EXERCISE GOAL:
Every line from the one holding "Labeling batch C. For the image above, tag the shrub" through the final line of the entries is to be reproduced exactly, and no other line.

[Records from a dataset]
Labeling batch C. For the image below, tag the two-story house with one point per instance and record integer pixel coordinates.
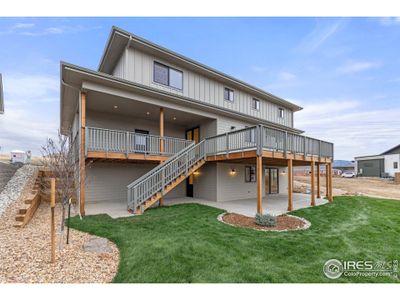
(151, 124)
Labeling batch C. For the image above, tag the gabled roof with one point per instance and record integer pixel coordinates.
(394, 150)
(119, 39)
(1, 96)
(73, 76)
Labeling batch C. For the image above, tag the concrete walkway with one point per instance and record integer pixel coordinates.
(272, 204)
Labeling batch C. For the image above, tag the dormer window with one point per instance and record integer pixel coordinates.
(281, 113)
(228, 94)
(168, 76)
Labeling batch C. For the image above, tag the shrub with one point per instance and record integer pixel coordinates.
(266, 220)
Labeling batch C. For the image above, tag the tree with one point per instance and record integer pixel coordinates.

RESULT OF THE TASK:
Labeling batch C. For the image above, tag the shrub with one point per instance and record integer pixel coordinates.
(266, 220)
Labeling batch C. For the image above, tag the tree with one point per instance and record integer pixel coordinates.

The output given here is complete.